START SOURCE DATA
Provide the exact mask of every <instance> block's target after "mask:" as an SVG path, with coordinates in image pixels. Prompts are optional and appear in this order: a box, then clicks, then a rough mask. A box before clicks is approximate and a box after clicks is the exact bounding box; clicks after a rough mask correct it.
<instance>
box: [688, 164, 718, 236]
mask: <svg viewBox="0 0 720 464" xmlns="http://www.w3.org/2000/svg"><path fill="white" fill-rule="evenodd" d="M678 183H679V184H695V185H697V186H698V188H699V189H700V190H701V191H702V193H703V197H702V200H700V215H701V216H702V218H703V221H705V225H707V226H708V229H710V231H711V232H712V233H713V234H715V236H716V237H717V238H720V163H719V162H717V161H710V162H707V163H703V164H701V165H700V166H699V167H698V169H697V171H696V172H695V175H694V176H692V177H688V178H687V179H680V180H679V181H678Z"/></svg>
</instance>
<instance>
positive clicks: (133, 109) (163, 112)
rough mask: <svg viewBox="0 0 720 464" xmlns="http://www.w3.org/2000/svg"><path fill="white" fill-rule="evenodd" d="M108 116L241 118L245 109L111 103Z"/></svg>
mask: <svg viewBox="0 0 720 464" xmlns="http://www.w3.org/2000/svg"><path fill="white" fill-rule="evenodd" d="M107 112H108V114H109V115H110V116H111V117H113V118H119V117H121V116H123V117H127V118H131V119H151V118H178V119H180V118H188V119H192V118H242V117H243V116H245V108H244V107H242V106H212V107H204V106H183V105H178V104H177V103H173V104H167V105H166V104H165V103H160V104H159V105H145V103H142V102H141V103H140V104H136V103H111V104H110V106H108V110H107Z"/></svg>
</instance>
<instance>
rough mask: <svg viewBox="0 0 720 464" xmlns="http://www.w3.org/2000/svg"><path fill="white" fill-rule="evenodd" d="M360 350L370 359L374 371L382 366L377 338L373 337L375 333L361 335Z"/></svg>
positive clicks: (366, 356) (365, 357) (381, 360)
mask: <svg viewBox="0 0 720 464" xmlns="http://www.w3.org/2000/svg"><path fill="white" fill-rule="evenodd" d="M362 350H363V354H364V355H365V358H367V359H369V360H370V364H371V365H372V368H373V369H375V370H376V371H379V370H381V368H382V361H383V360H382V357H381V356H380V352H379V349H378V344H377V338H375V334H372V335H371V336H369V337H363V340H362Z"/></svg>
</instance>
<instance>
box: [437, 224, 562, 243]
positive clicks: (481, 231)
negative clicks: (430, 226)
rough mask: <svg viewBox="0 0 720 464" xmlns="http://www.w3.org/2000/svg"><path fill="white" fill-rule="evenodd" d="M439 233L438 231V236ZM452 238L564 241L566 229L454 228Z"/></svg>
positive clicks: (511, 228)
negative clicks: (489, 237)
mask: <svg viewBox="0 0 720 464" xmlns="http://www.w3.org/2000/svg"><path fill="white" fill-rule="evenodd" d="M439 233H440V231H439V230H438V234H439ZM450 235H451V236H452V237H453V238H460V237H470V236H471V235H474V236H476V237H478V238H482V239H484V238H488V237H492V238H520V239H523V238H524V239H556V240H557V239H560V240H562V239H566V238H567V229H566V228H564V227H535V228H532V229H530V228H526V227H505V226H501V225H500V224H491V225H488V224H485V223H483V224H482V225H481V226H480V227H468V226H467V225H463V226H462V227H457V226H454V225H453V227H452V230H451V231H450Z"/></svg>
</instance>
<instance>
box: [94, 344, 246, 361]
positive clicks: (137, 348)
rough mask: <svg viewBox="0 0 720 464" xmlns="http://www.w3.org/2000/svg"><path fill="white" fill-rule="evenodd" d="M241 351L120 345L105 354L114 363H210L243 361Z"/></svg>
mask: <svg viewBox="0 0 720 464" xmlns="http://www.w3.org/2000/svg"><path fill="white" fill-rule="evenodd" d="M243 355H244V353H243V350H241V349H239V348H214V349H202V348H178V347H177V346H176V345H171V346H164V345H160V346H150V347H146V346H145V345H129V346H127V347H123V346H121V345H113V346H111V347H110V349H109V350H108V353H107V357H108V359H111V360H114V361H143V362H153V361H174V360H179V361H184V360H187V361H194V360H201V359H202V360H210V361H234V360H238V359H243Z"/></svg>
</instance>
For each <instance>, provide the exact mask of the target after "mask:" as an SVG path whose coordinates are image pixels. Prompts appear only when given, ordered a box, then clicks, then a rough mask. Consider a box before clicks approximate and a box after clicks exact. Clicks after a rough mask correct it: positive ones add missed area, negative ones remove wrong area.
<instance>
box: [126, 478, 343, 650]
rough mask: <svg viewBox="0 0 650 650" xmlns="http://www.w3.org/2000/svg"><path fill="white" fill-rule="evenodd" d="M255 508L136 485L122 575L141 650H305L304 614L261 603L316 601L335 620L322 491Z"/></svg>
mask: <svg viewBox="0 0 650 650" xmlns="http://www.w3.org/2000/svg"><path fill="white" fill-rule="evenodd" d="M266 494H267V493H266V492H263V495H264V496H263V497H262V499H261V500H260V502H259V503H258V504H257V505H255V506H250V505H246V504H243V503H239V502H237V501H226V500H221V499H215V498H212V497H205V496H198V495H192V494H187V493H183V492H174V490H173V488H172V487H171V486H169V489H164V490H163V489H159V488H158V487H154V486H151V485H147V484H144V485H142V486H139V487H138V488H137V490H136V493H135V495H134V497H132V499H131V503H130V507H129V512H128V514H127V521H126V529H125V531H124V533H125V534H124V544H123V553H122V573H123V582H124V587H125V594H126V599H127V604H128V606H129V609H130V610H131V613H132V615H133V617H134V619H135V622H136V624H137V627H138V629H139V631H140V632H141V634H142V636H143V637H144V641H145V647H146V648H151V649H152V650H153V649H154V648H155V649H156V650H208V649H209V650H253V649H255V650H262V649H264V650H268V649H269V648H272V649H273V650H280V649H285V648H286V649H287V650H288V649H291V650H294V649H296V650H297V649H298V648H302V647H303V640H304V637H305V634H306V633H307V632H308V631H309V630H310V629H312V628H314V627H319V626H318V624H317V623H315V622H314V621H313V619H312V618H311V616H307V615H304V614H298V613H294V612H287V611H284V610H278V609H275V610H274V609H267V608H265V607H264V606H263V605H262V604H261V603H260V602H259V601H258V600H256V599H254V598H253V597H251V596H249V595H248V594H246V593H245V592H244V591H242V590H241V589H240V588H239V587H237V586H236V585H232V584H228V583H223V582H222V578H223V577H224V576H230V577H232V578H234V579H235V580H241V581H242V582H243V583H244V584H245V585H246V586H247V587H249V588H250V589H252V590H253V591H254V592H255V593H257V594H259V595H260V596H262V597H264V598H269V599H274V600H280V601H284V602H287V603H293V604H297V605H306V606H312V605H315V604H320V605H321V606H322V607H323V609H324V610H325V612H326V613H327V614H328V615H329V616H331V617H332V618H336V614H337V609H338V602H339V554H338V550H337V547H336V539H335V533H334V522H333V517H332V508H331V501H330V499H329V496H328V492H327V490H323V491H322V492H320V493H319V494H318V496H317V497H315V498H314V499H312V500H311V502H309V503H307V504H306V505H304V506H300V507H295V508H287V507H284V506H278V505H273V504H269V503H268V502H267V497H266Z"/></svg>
END SOURCE DATA
> **TRY IT**
With no word changed, write the entries out once more.

> **RESULT OF THIS TASK**
Provide the exact mask of every <instance> block's target after "mask:" as an SVG path, with coordinates in image pixels. Prompts are optional and appear in this order: a box, then clicks, then a rough mask. A box before clicks is approximate and a box after clicks is the exact bounding box; clicks after a rough mask correct it.
<instance>
box: [688, 164, 718, 236]
mask: <svg viewBox="0 0 720 464" xmlns="http://www.w3.org/2000/svg"><path fill="white" fill-rule="evenodd" d="M678 183H679V184H695V185H697V186H698V188H699V189H700V190H701V191H702V193H703V197H702V200H700V215H701V216H702V218H703V221H705V225H707V226H708V229H710V231H711V232H712V233H713V234H715V236H716V237H717V238H720V163H719V162H717V161H710V162H707V163H703V164H701V165H700V166H699V167H698V169H697V171H696V172H695V175H694V176H692V177H688V178H687V179H680V180H679V181H678Z"/></svg>
</instance>
<instance>
positive clicks: (133, 109) (163, 112)
rough mask: <svg viewBox="0 0 720 464" xmlns="http://www.w3.org/2000/svg"><path fill="white" fill-rule="evenodd" d="M108 116L241 118L245 109L111 103Z"/></svg>
mask: <svg viewBox="0 0 720 464" xmlns="http://www.w3.org/2000/svg"><path fill="white" fill-rule="evenodd" d="M107 112H108V114H109V115H110V116H111V117H113V118H119V117H121V116H123V117H127V118H131V119H151V118H178V119H180V118H188V119H192V118H242V117H243V116H245V108H244V107H242V106H212V107H204V106H183V105H178V104H177V103H173V104H167V105H166V104H165V103H160V104H159V105H145V103H142V102H141V103H140V104H136V103H111V104H110V106H108V110H107Z"/></svg>
</instance>
<instance>
rough mask: <svg viewBox="0 0 720 464" xmlns="http://www.w3.org/2000/svg"><path fill="white" fill-rule="evenodd" d="M360 350L370 359L374 371L382 366L377 338L373 337L375 333L361 335Z"/></svg>
positive clicks: (366, 356) (365, 357) (381, 360)
mask: <svg viewBox="0 0 720 464" xmlns="http://www.w3.org/2000/svg"><path fill="white" fill-rule="evenodd" d="M362 350H363V354H364V355H365V358H367V359H369V360H370V364H371V365H372V368H373V369H375V370H376V371H379V370H381V368H382V361H383V360H382V357H381V356H380V352H379V349H378V344H377V338H375V334H372V335H371V336H369V337H363V340H362Z"/></svg>
</instance>
<instance>
box: [437, 224, 562, 243]
positive clicks: (481, 231)
negative clicks: (430, 226)
rough mask: <svg viewBox="0 0 720 464" xmlns="http://www.w3.org/2000/svg"><path fill="white" fill-rule="evenodd" d="M439 233L438 231V236ZM452 238L564 241L566 229L454 228Z"/></svg>
positive clicks: (511, 228)
negative clicks: (489, 237)
mask: <svg viewBox="0 0 720 464" xmlns="http://www.w3.org/2000/svg"><path fill="white" fill-rule="evenodd" d="M439 233H440V231H439V230H438V234H439ZM450 235H451V236H452V237H453V238H460V237H470V236H471V235H474V236H476V237H478V238H482V239H484V238H488V237H492V238H520V239H523V238H524V239H556V240H557V239H560V240H562V239H566V238H567V229H566V228H564V227H535V228H532V229H530V228H526V227H505V226H501V225H500V224H491V225H488V224H485V223H483V224H482V225H481V226H480V227H468V226H467V225H463V226H462V227H457V226H454V225H453V227H452V230H451V231H450Z"/></svg>
</instance>
<instance>
box: [94, 344, 246, 361]
positive clicks: (137, 348)
rough mask: <svg viewBox="0 0 720 464" xmlns="http://www.w3.org/2000/svg"><path fill="white" fill-rule="evenodd" d="M241 351L120 345L105 354L114 363H210L243 361Z"/></svg>
mask: <svg viewBox="0 0 720 464" xmlns="http://www.w3.org/2000/svg"><path fill="white" fill-rule="evenodd" d="M243 355H244V353H243V350H241V349H239V348H214V349H202V348H178V347H177V346H176V345H171V346H164V345H160V346H150V347H146V346H145V345H129V346H127V347H123V346H121V345H113V346H111V347H110V349H109V350H108V353H107V357H108V359H111V360H114V361H143V362H153V361H174V360H179V361H184V360H187V361H194V360H201V359H202V360H210V361H234V360H238V359H243Z"/></svg>
</instance>
For each <instance>, provide the exact mask of the target after "mask:" as an SVG path whose coordinates are image pixels. Prompts appear only when given, ordered a box, then clicks, then a rough mask. Consider a box before clicks approximate and a box after clicks exact. Clicks after a rough mask correct it: positive ones add missed area, negative ones remove wrong area.
<instance>
box: [126, 478, 343, 650]
rough mask: <svg viewBox="0 0 650 650" xmlns="http://www.w3.org/2000/svg"><path fill="white" fill-rule="evenodd" d="M255 508L136 485L122 575L141 650H305L304 614L261 603L316 601L335 620L322 491Z"/></svg>
mask: <svg viewBox="0 0 650 650" xmlns="http://www.w3.org/2000/svg"><path fill="white" fill-rule="evenodd" d="M266 494H267V493H266V492H263V495H264V496H263V497H262V499H261V500H260V502H259V503H258V504H257V505H255V506H250V505H246V504H243V503H239V502H237V501H226V500H221V499H215V498H212V497H205V496H198V495H192V494H187V493H183V492H174V490H173V488H172V487H171V486H169V489H164V490H163V489H159V488H158V487H154V486H151V485H147V484H144V485H142V486H139V487H138V488H137V490H136V493H135V495H134V497H132V499H131V503H130V507H129V512H128V514H127V521H126V529H125V531H124V533H125V534H124V544H123V553H122V573H123V582H124V587H125V594H126V599H127V604H128V606H129V609H130V610H131V613H132V615H133V617H134V619H135V622H136V624H137V627H138V629H139V631H140V632H141V634H142V636H143V637H144V641H145V647H146V648H151V649H152V650H153V649H154V648H155V649H156V650H208V649H209V650H253V649H255V650H262V649H264V650H268V649H269V648H272V649H273V650H280V649H285V648H286V649H287V650H288V649H291V650H294V649H296V650H297V649H298V648H302V647H303V640H304V637H305V634H306V633H307V632H308V631H309V630H310V629H312V628H314V627H319V626H318V624H317V623H315V622H314V621H313V619H312V618H311V616H307V615H304V614H298V613H294V612H287V611H284V610H278V609H275V610H274V609H267V608H265V607H264V606H263V605H262V604H261V603H260V602H259V601H258V600H256V599H254V598H253V597H251V596H249V595H248V594H246V593H245V592H244V591H242V590H241V589H240V588H239V587H237V586H236V585H232V584H228V583H223V582H222V578H223V577H224V576H230V577H232V578H234V579H235V580H241V581H242V582H243V583H244V584H245V585H246V586H247V587H249V588H250V589H252V590H253V591H254V592H255V593H257V594H259V595H260V596H262V597H264V598H269V599H274V600H280V601H284V602H287V603H293V604H297V605H306V606H312V605H315V604H320V605H321V606H322V607H323V609H324V610H325V612H326V613H327V614H328V615H329V616H331V617H332V618H336V614H337V609H338V602H339V554H338V550H337V547H336V539H335V533H334V522H333V517H332V508H331V501H330V499H329V496H328V492H327V490H323V491H322V492H320V493H319V494H318V496H317V497H315V498H314V499H312V500H311V502H309V503H307V504H306V505H304V506H300V507H295V508H287V507H284V506H278V505H273V504H269V503H268V502H267V497H266Z"/></svg>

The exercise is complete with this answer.